*** Records supplied

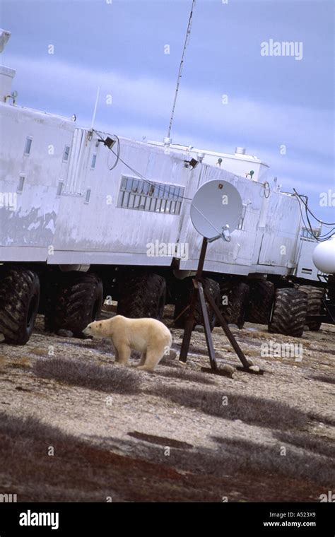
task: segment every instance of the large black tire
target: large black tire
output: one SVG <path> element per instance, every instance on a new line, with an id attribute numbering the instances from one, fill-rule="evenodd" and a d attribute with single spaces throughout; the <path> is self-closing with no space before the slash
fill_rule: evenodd
<path id="1" fill-rule="evenodd" d="M 249 285 L 243 282 L 223 281 L 220 290 L 220 309 L 226 321 L 243 328 L 249 304 Z"/>
<path id="2" fill-rule="evenodd" d="M 182 314 L 182 312 L 187 307 L 191 300 L 191 295 L 194 288 L 192 278 L 185 278 L 183 280 L 184 283 L 184 287 L 183 293 L 180 297 L 180 300 L 177 302 L 175 307 L 175 326 L 176 328 L 184 328 L 185 322 L 187 320 L 189 316 L 189 309 Z M 220 285 L 215 280 L 212 280 L 211 278 L 204 278 L 204 284 L 206 288 L 208 289 L 214 299 L 216 305 L 218 307 L 220 304 Z M 216 324 L 216 316 L 209 306 L 208 301 L 206 300 L 206 305 L 207 307 L 207 313 L 208 314 L 209 326 L 211 331 L 212 331 Z M 204 325 L 204 321 L 202 319 L 201 308 L 200 306 L 200 300 L 198 298 L 196 310 L 194 312 L 194 328 L 197 324 L 201 326 Z"/>
<path id="3" fill-rule="evenodd" d="M 300 338 L 304 331 L 307 311 L 307 296 L 297 289 L 276 291 L 269 331 Z"/>
<path id="4" fill-rule="evenodd" d="M 103 302 L 103 287 L 95 274 L 67 272 L 50 282 L 45 316 L 46 330 L 70 330 L 81 337 L 84 328 L 96 321 Z"/>
<path id="5" fill-rule="evenodd" d="M 129 271 L 119 281 L 117 314 L 125 317 L 163 319 L 166 283 L 163 276 L 150 272 Z"/>
<path id="6" fill-rule="evenodd" d="M 312 285 L 299 285 L 299 290 L 306 293 L 307 295 L 307 316 L 320 315 L 322 312 L 322 299 L 324 289 Z M 320 329 L 322 321 L 306 321 L 306 324 L 312 332 Z"/>
<path id="7" fill-rule="evenodd" d="M 266 280 L 252 280 L 247 321 L 258 324 L 269 324 L 274 300 L 274 285 Z"/>
<path id="8" fill-rule="evenodd" d="M 11 345 L 25 345 L 34 328 L 40 301 L 35 272 L 20 266 L 0 273 L 0 334 Z"/>

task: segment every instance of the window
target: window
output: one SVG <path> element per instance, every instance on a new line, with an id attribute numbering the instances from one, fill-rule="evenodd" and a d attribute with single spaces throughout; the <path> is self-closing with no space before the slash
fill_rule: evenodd
<path id="1" fill-rule="evenodd" d="M 90 189 L 88 189 L 86 190 L 86 196 L 85 198 L 85 203 L 88 203 L 89 202 L 90 197 Z"/>
<path id="2" fill-rule="evenodd" d="M 27 138 L 25 138 L 25 155 L 30 154 L 32 143 L 33 143 L 33 138 L 31 138 L 31 136 L 27 136 Z"/>
<path id="3" fill-rule="evenodd" d="M 16 191 L 18 192 L 18 194 L 20 194 L 22 191 L 23 190 L 25 180 L 25 176 L 20 175 L 18 179 L 18 188 L 16 189 Z"/>
<path id="4" fill-rule="evenodd" d="M 97 162 L 97 153 L 93 153 L 93 155 L 92 157 L 92 162 L 90 163 L 90 167 L 92 170 L 94 170 L 95 167 L 95 163 Z"/>
<path id="5" fill-rule="evenodd" d="M 56 196 L 61 195 L 61 191 L 63 190 L 64 184 L 64 182 L 62 179 L 58 182 L 57 193 Z"/>
<path id="6" fill-rule="evenodd" d="M 70 146 L 65 146 L 64 148 L 64 152 L 63 153 L 63 162 L 67 163 L 69 160 L 69 155 L 70 154 Z"/>
<path id="7" fill-rule="evenodd" d="M 184 187 L 123 176 L 117 206 L 165 214 L 180 213 Z"/>
<path id="8" fill-rule="evenodd" d="M 247 211 L 247 206 L 243 203 L 243 207 L 242 209 L 242 216 L 238 222 L 237 227 L 236 228 L 237 230 L 243 230 L 246 211 Z"/>
<path id="9" fill-rule="evenodd" d="M 319 230 L 313 229 L 312 230 L 314 235 L 315 237 L 319 237 L 320 234 Z M 305 239 L 310 239 L 312 240 L 315 240 L 315 237 L 312 234 L 310 230 L 307 230 L 306 228 L 302 228 L 301 230 L 301 237 L 303 237 Z"/>

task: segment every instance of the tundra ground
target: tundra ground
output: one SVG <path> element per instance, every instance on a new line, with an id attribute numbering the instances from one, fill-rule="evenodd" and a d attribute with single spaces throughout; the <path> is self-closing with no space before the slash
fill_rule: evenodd
<path id="1" fill-rule="evenodd" d="M 166 314 L 178 349 L 182 331 Z M 109 341 L 47 335 L 39 317 L 27 345 L 0 344 L 0 494 L 319 502 L 335 481 L 335 328 L 298 339 L 247 323 L 233 331 L 263 376 L 202 372 L 200 332 L 186 365 L 167 359 L 152 374 L 114 365 Z M 219 363 L 239 365 L 221 329 L 213 338 Z M 302 344 L 302 360 L 261 357 L 271 342 Z"/>

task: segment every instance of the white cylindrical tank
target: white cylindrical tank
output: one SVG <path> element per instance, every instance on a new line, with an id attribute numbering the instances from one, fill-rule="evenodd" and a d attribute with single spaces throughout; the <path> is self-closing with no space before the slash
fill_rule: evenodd
<path id="1" fill-rule="evenodd" d="M 335 235 L 315 248 L 313 263 L 321 272 L 335 274 Z"/>

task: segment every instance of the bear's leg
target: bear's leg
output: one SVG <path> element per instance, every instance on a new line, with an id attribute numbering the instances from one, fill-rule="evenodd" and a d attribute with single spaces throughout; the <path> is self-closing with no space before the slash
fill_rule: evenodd
<path id="1" fill-rule="evenodd" d="M 122 365 L 127 365 L 131 353 L 131 349 L 129 345 L 124 344 L 118 347 L 117 354 L 119 356 L 119 363 L 122 364 Z"/>
<path id="2" fill-rule="evenodd" d="M 139 367 L 141 365 L 144 365 L 146 362 L 146 350 L 142 353 L 142 355 L 141 356 L 141 360 L 139 362 L 137 367 Z"/>
<path id="3" fill-rule="evenodd" d="M 155 346 L 153 348 L 148 346 L 146 350 L 146 361 L 143 365 L 139 365 L 137 369 L 143 371 L 153 371 L 158 362 L 163 358 L 165 348 L 165 345 L 163 343 Z"/>

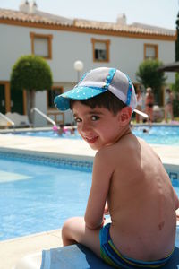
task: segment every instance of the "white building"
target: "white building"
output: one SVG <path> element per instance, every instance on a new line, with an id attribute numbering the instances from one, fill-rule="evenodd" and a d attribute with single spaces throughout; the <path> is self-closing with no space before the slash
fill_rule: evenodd
<path id="1" fill-rule="evenodd" d="M 117 67 L 137 84 L 136 71 L 148 57 L 164 64 L 175 61 L 175 30 L 140 23 L 128 25 L 125 15 L 116 23 L 70 20 L 42 13 L 34 2 L 20 5 L 20 11 L 0 9 L 0 112 L 26 114 L 26 93 L 10 90 L 12 66 L 22 55 L 45 57 L 53 74 L 50 91 L 36 93 L 36 107 L 58 122 L 62 115 L 54 108 L 54 96 L 77 82 L 76 60 L 83 63 L 83 72 L 98 66 Z M 167 83 L 174 74 L 167 74 Z M 64 122 L 72 122 L 70 112 Z M 36 117 L 36 126 L 47 124 Z"/>

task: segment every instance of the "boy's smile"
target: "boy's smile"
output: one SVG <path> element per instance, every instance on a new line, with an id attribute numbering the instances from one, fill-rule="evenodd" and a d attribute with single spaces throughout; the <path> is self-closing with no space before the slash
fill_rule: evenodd
<path id="1" fill-rule="evenodd" d="M 115 143 L 120 137 L 118 114 L 114 115 L 105 108 L 95 108 L 75 101 L 73 116 L 77 129 L 83 140 L 93 150 Z"/>

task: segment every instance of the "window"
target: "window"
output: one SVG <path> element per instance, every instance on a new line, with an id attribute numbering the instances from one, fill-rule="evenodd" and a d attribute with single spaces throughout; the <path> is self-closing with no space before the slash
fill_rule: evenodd
<path id="1" fill-rule="evenodd" d="M 52 35 L 30 32 L 31 52 L 47 59 L 52 58 Z"/>
<path id="2" fill-rule="evenodd" d="M 144 44 L 144 59 L 157 59 L 158 58 L 158 45 Z"/>
<path id="3" fill-rule="evenodd" d="M 93 46 L 94 62 L 109 62 L 109 44 L 110 40 L 91 39 Z"/>
<path id="4" fill-rule="evenodd" d="M 55 108 L 54 99 L 55 96 L 63 93 L 63 88 L 55 86 L 52 88 L 52 90 L 47 91 L 47 108 L 48 109 L 54 109 Z"/>

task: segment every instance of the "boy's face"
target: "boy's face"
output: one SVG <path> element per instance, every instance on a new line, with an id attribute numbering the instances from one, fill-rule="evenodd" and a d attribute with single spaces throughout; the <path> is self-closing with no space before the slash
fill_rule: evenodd
<path id="1" fill-rule="evenodd" d="M 72 112 L 79 134 L 93 150 L 113 144 L 120 137 L 120 112 L 114 115 L 105 108 L 91 108 L 80 101 L 74 102 Z"/>

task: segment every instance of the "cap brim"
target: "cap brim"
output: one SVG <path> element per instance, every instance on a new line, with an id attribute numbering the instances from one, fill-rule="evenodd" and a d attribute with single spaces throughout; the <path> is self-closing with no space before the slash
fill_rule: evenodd
<path id="1" fill-rule="evenodd" d="M 64 111 L 70 108 L 70 99 L 76 100 L 88 100 L 107 91 L 107 90 L 106 89 L 95 87 L 76 87 L 69 91 L 56 96 L 54 100 L 54 103 L 56 108 Z"/>

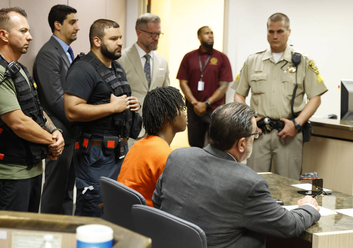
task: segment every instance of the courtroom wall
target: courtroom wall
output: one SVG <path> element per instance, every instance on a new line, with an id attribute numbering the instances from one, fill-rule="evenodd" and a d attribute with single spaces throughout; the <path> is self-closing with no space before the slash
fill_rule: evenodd
<path id="1" fill-rule="evenodd" d="M 315 114 L 335 114 L 339 118 L 341 79 L 353 79 L 353 2 L 342 0 L 260 1 L 226 0 L 228 20 L 226 51 L 233 75 L 239 73 L 247 57 L 269 46 L 266 23 L 271 15 L 280 12 L 291 21 L 290 44 L 312 58 L 329 91 L 321 98 Z M 234 91 L 229 91 L 228 102 Z M 250 93 L 249 93 L 250 96 Z M 250 104 L 250 97 L 247 102 Z"/>

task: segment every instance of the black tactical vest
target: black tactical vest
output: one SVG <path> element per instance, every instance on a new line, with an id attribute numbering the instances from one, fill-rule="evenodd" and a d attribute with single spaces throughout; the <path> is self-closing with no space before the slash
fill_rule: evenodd
<path id="1" fill-rule="evenodd" d="M 37 85 L 25 66 L 18 63 L 24 71 L 31 87 L 21 73 L 12 77 L 17 101 L 23 113 L 45 129 L 46 120 L 43 114 L 37 93 Z M 7 63 L 0 59 L 0 66 Z M 31 132 L 29 130 L 28 132 Z M 48 145 L 33 143 L 16 135 L 7 125 L 0 126 L 0 163 L 32 167 L 47 157 Z"/>
<path id="2" fill-rule="evenodd" d="M 96 69 L 103 81 L 115 96 L 126 95 L 131 96 L 131 89 L 127 82 L 126 76 L 121 66 L 113 61 L 115 73 L 114 73 L 91 52 L 85 55 L 83 53 L 79 55 L 72 64 L 78 60 L 89 63 Z M 72 64 L 71 64 L 72 66 Z M 110 102 L 110 97 L 93 103 L 103 104 Z M 84 131 L 90 133 L 109 133 L 120 135 L 122 137 L 130 137 L 130 130 L 132 122 L 133 113 L 130 109 L 120 113 L 115 113 L 103 118 L 91 121 L 79 122 Z"/>

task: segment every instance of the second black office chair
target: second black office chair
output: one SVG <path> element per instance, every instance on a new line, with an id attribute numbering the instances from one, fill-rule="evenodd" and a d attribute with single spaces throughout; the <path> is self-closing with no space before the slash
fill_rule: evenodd
<path id="1" fill-rule="evenodd" d="M 134 204 L 146 205 L 145 198 L 137 191 L 108 177 L 101 177 L 99 185 L 103 196 L 104 219 L 134 231 L 131 207 Z"/>
<path id="2" fill-rule="evenodd" d="M 151 238 L 153 248 L 207 248 L 205 232 L 199 227 L 147 206 L 131 209 L 136 231 Z"/>

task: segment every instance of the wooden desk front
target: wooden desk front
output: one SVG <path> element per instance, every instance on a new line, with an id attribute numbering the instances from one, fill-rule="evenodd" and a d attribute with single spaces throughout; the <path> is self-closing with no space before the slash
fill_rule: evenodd
<path id="1" fill-rule="evenodd" d="M 15 231 L 40 231 L 62 235 L 61 247 L 76 247 L 76 228 L 82 225 L 100 224 L 112 228 L 114 232 L 113 248 L 150 248 L 151 240 L 100 218 L 68 215 L 0 211 L 0 230 L 7 233 L 6 239 L 0 238 L 0 247 L 11 247 Z"/>
<path id="2" fill-rule="evenodd" d="M 283 201 L 285 206 L 297 205 L 298 200 L 304 196 L 297 192 L 300 189 L 291 186 L 291 185 L 311 183 L 311 182 L 310 180 L 300 181 L 269 173 L 259 174 L 267 181 L 272 196 Z M 353 196 L 337 191 L 332 193 L 337 195 L 318 196 L 316 200 L 319 205 L 331 210 L 353 208 Z M 311 242 L 313 248 L 352 248 L 353 247 L 352 229 L 353 217 L 339 213 L 337 214 L 321 216 L 319 221 L 308 228 L 299 237 Z M 270 239 L 273 241 L 274 239 L 271 238 Z M 289 247 L 289 245 L 284 245 L 283 242 L 293 241 L 292 239 L 278 239 L 280 240 L 278 242 L 278 247 Z M 272 245 L 267 245 L 267 248 L 271 247 Z M 305 247 L 305 245 L 301 247 Z"/>

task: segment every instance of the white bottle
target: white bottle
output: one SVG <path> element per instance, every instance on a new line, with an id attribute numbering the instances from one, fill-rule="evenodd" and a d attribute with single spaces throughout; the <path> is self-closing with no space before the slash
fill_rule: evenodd
<path id="1" fill-rule="evenodd" d="M 41 246 L 40 248 L 54 248 L 53 245 L 54 240 L 54 236 L 52 234 L 46 234 L 43 237 L 44 241 Z"/>

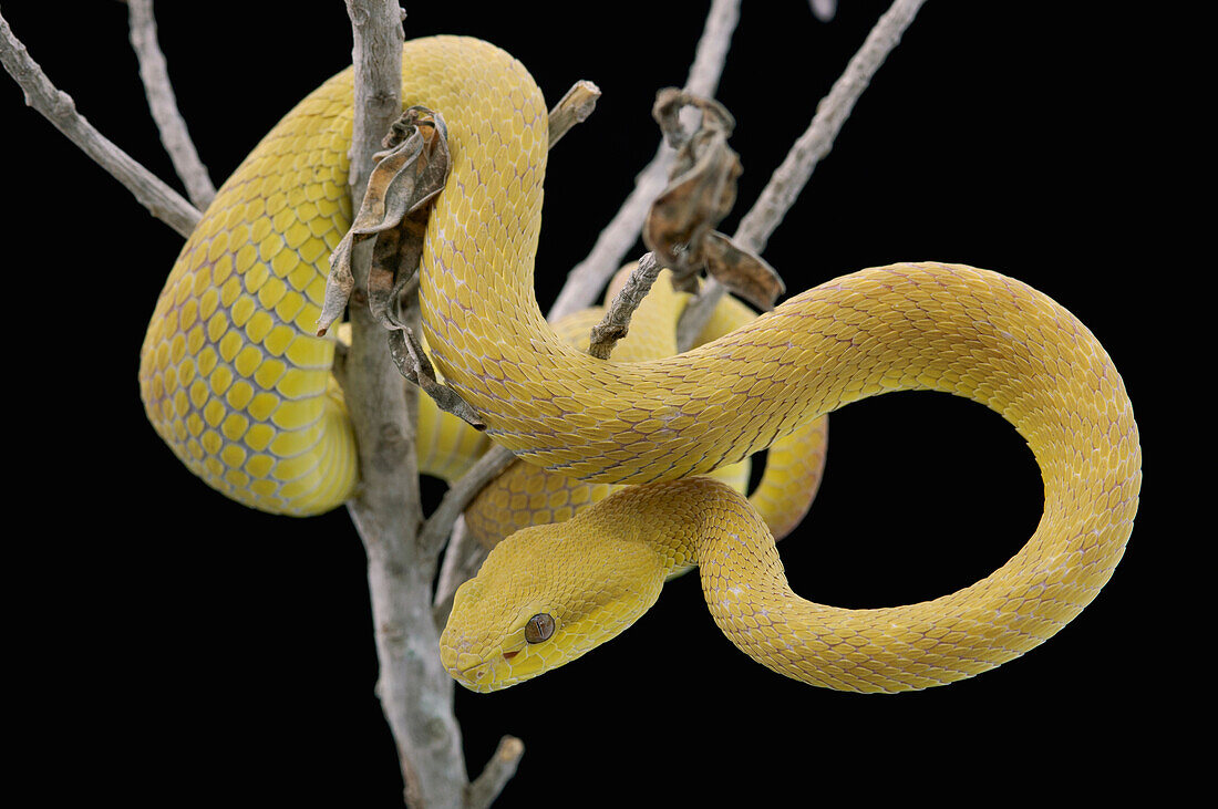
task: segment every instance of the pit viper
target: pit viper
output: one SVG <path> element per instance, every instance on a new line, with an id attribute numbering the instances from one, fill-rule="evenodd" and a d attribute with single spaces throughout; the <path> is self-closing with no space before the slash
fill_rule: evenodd
<path id="1" fill-rule="evenodd" d="M 158 299 L 140 361 L 147 415 L 201 478 L 308 515 L 357 485 L 356 444 L 314 336 L 326 257 L 351 217 L 351 73 L 323 84 L 224 184 Z M 1141 479 L 1107 353 L 1027 285 L 959 264 L 871 268 L 794 296 L 689 352 L 598 360 L 559 339 L 532 285 L 547 106 L 479 40 L 406 44 L 406 105 L 440 111 L 452 169 L 426 229 L 419 300 L 440 373 L 529 464 L 622 488 L 516 532 L 458 591 L 440 654 L 490 691 L 581 656 L 697 566 L 714 620 L 761 664 L 854 691 L 940 685 L 1043 642 L 1112 575 Z M 703 477 L 864 397 L 929 389 L 1001 414 L 1028 442 L 1044 515 L 985 579 L 933 601 L 840 609 L 786 583 L 771 532 Z"/>

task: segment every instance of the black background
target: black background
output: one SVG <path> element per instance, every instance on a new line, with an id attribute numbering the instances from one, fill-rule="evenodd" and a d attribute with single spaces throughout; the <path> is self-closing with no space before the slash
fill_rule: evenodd
<path id="1" fill-rule="evenodd" d="M 408 36 L 490 39 L 552 100 L 581 78 L 604 92 L 551 157 L 543 307 L 650 159 L 654 91 L 683 83 L 706 5 L 408 4 Z M 847 5 L 820 23 L 803 0 L 745 4 L 719 92 L 745 168 L 726 232 L 887 7 Z M 1158 185 L 1174 148 L 1155 140 L 1172 66 L 1156 55 L 1161 21 L 1054 7 L 928 2 L 766 258 L 792 291 L 893 260 L 965 262 L 1077 314 L 1125 378 L 1145 451 L 1141 512 L 1110 585 L 1060 635 L 995 672 L 860 697 L 745 658 L 686 577 L 571 665 L 498 695 L 458 690 L 471 771 L 501 735 L 525 741 L 501 805 L 750 793 L 803 803 L 837 787 L 862 800 L 944 802 L 970 782 L 987 798 L 1178 783 L 1152 753 L 1183 719 L 1167 701 L 1200 675 L 1172 651 L 1166 627 L 1183 595 L 1164 582 L 1188 566 L 1180 545 L 1205 529 L 1170 524 L 1178 493 L 1162 454 L 1166 431 L 1186 421 L 1168 412 L 1162 349 L 1188 316 L 1166 307 L 1190 277 L 1172 255 L 1179 225 L 1164 218 Z M 4 5 L 89 120 L 169 179 L 125 13 L 119 2 Z M 337 1 L 162 2 L 157 16 L 179 106 L 217 184 L 350 61 Z M 13 524 L 33 512 L 35 524 L 15 532 L 11 568 L 29 591 L 13 613 L 29 652 L 11 663 L 37 719 L 26 754 L 58 773 L 49 794 L 100 762 L 88 790 L 133 802 L 395 805 L 401 776 L 373 693 L 364 556 L 346 512 L 248 511 L 158 442 L 135 372 L 181 240 L 6 82 L 0 117 L 17 180 L 0 221 L 18 380 L 6 406 L 16 432 L 37 439 L 15 453 L 27 472 L 10 512 Z M 801 595 L 854 607 L 933 597 L 1001 564 L 1039 518 L 1027 448 L 980 406 L 899 394 L 831 421 L 820 498 L 782 545 Z M 438 491 L 429 484 L 429 502 Z"/>

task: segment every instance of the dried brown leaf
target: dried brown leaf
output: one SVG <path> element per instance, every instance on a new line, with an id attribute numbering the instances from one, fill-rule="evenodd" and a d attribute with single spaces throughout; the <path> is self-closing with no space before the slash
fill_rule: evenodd
<path id="1" fill-rule="evenodd" d="M 354 288 L 356 268 L 368 268 L 369 307 L 381 322 L 396 320 L 395 290 L 404 287 L 423 252 L 420 227 L 429 203 L 448 178 L 449 155 L 443 118 L 410 107 L 386 139 L 368 180 L 351 230 L 330 255 L 318 335 L 342 316 Z M 420 224 L 421 223 L 421 224 Z"/>
<path id="2" fill-rule="evenodd" d="M 762 311 L 773 309 L 778 296 L 787 291 L 777 270 L 760 255 L 747 251 L 719 231 L 702 242 L 706 271 L 727 290 Z"/>

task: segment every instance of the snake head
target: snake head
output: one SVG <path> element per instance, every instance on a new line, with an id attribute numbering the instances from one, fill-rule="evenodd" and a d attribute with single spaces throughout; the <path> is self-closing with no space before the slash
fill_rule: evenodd
<path id="1" fill-rule="evenodd" d="M 497 691 L 569 663 L 655 603 L 663 560 L 619 532 L 581 530 L 579 517 L 525 528 L 499 543 L 458 588 L 440 657 L 471 691 Z"/>

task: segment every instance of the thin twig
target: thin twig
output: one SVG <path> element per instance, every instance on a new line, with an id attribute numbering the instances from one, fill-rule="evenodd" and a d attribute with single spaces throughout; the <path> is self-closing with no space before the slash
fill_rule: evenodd
<path id="1" fill-rule="evenodd" d="M 147 97 L 152 120 L 161 133 L 161 142 L 169 153 L 174 170 L 186 186 L 186 196 L 202 210 L 216 196 L 216 186 L 207 175 L 207 167 L 199 159 L 186 122 L 178 112 L 164 54 L 157 44 L 152 0 L 127 0 L 127 7 L 132 47 L 140 63 L 140 80 L 144 82 L 144 95 Z"/>
<path id="2" fill-rule="evenodd" d="M 436 595 L 431 600 L 431 613 L 435 619 L 436 631 L 441 631 L 448 623 L 448 613 L 453 608 L 453 596 L 466 579 L 474 578 L 482 562 L 486 561 L 487 550 L 465 527 L 463 516 L 457 517 L 453 524 L 452 538 L 445 550 L 445 562 L 440 567 L 440 579 L 436 582 Z"/>
<path id="3" fill-rule="evenodd" d="M 524 755 L 525 746 L 514 736 L 504 736 L 495 749 L 495 755 L 486 763 L 482 774 L 465 791 L 466 809 L 490 807 L 503 787 L 516 774 L 516 765 Z"/>
<path id="4" fill-rule="evenodd" d="M 592 327 L 592 338 L 588 343 L 588 354 L 597 359 L 607 360 L 618 341 L 630 331 L 630 318 L 638 309 L 647 293 L 652 291 L 657 276 L 660 274 L 660 265 L 655 260 L 654 253 L 647 253 L 638 259 L 638 266 L 630 274 L 630 279 L 622 285 L 613 303 L 605 309 L 604 318 Z"/>
<path id="5" fill-rule="evenodd" d="M 495 445 L 486 451 L 486 455 L 477 459 L 471 467 L 453 482 L 440 505 L 428 517 L 428 522 L 419 532 L 419 543 L 428 549 L 443 547 L 452 534 L 453 524 L 462 512 L 465 511 L 477 493 L 486 488 L 486 484 L 499 477 L 503 470 L 508 468 L 516 456 L 512 450 Z M 458 582 L 457 584 L 460 584 Z"/>
<path id="6" fill-rule="evenodd" d="M 190 236 L 202 215 L 199 209 L 94 129 L 77 112 L 72 96 L 56 89 L 46 78 L 4 17 L 0 17 L 0 62 L 24 91 L 28 106 L 40 112 L 68 140 L 122 182 L 149 213 L 183 237 Z"/>
<path id="7" fill-rule="evenodd" d="M 561 140 L 572 127 L 588 119 L 600 99 L 600 88 L 587 79 L 571 85 L 554 108 L 549 111 L 549 148 Z"/>
<path id="8" fill-rule="evenodd" d="M 691 92 L 714 97 L 739 18 L 739 0 L 715 0 L 711 4 L 685 84 Z M 655 157 L 635 178 L 635 190 L 600 231 L 592 252 L 571 269 L 549 310 L 551 322 L 592 305 L 613 274 L 621 268 L 624 257 L 638 241 L 652 201 L 669 182 L 675 156 L 674 150 L 661 141 Z"/>
<path id="9" fill-rule="evenodd" d="M 816 164 L 833 148 L 833 140 L 842 130 L 842 124 L 850 117 L 859 96 L 867 89 L 871 78 L 884 63 L 888 54 L 900 43 L 901 34 L 914 22 L 924 1 L 895 0 L 881 16 L 864 40 L 862 47 L 833 83 L 828 95 L 817 105 L 812 123 L 790 147 L 782 164 L 775 169 L 753 208 L 741 219 L 732 241 L 758 254 L 765 251 L 766 242 L 808 185 Z M 723 294 L 722 285 L 710 279 L 698 297 L 689 302 L 677 325 L 678 350 L 686 350 L 693 344 Z"/>

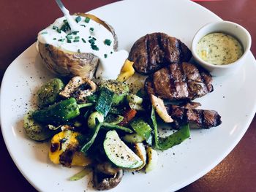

******

- What you will do -
Copy out every line of the data that contains the string "bear".

- Answer below -
task: segment every instance of the bear's leg
target: bear's leg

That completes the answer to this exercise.